■ Stated task 1: Count the lines of the entries that contain the string "with", treating case as significant, and give only the number.

■ Passage shown:
########
I am interested to create GDS file using VCF from imputed data. I would like to keep dosage information intact in this process. I use command as:

seqVCF2GDS("CHR22.recode.vcf.gz","check.gds",verbose=TRUE,genotype.var.name="annotation/format/DS",scenario=c("imputation"))

I get messages as:

 verbose=TRUE,genotype.var.name="annotation/format/DS",scenario=c("imputation"))
Wed Aug  4 13:14:47 2021
Variant Call Format (VCF) Import:
    file(s):
        CHR22_CHGWAS_rsq80_MAC10.recode.vcf.gz (1.8G)
    file format: VCFv4.1
    the number of sets of chromosomes (ploidy): 2
    the number of samples: 12,508
    genotype storage: bit2
    compression method: LZMA_RA
    # of samples: 12508
    scenario: imputation
        annotation/format/DS: packedreal16
        annotation/format/GP: packedreal16
No variable 'annotation/format/DS' in the FORMAT field.
########
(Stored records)
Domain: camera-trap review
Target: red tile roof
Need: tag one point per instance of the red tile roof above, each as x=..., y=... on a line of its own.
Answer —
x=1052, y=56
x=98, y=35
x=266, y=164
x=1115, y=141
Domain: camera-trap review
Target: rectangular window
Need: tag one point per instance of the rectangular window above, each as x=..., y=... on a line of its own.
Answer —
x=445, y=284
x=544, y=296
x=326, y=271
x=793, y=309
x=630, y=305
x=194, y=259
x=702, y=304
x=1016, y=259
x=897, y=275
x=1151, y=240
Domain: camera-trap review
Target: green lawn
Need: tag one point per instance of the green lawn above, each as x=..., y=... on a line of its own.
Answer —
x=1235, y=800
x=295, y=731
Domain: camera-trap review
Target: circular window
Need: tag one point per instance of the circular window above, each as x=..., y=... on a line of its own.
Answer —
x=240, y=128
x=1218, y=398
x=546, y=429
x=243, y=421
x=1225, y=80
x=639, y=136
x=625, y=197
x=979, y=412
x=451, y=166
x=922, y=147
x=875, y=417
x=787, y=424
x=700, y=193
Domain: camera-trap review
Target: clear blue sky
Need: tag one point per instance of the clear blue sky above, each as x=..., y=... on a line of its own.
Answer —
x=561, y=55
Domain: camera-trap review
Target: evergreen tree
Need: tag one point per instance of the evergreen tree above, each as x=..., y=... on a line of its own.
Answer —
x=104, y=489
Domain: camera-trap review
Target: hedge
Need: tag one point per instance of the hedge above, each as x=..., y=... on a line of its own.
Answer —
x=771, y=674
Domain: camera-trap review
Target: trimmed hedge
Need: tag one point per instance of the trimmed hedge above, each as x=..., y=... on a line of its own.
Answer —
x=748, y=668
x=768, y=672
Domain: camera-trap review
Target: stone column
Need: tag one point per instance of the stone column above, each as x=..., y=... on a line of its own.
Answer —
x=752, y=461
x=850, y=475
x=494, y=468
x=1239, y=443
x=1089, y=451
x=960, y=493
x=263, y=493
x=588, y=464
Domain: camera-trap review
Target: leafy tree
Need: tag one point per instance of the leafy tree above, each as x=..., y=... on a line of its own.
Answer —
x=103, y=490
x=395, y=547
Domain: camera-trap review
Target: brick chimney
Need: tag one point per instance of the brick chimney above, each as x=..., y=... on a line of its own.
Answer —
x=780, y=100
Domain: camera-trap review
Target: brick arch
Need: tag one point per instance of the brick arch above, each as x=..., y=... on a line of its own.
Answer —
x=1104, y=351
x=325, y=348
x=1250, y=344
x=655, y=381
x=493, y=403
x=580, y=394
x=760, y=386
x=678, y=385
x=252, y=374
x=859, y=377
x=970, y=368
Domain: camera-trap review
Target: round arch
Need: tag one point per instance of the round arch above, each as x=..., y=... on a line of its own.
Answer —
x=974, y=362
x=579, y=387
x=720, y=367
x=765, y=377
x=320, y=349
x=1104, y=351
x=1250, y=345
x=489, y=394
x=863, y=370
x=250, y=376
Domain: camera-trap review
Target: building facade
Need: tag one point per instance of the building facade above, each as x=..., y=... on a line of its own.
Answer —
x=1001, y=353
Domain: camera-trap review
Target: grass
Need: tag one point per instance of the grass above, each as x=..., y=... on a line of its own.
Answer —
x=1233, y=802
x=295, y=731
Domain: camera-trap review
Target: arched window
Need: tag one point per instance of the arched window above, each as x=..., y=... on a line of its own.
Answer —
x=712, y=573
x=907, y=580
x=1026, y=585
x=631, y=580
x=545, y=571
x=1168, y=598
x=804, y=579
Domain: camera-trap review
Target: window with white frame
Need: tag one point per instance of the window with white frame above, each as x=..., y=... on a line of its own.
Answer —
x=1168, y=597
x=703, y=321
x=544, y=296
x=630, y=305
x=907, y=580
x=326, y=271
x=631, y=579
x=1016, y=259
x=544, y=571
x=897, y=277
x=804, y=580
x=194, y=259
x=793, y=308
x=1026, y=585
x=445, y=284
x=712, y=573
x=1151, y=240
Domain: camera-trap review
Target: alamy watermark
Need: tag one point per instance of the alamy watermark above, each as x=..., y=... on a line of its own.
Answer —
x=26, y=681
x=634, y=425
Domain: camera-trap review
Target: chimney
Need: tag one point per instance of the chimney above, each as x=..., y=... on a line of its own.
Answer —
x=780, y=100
########
■ Stated task 2: According to the forum post's import messages, how many samples does the VCF file contain?

■ Exercise output 1: 2

■ Exercise output 2: 12,508 samples.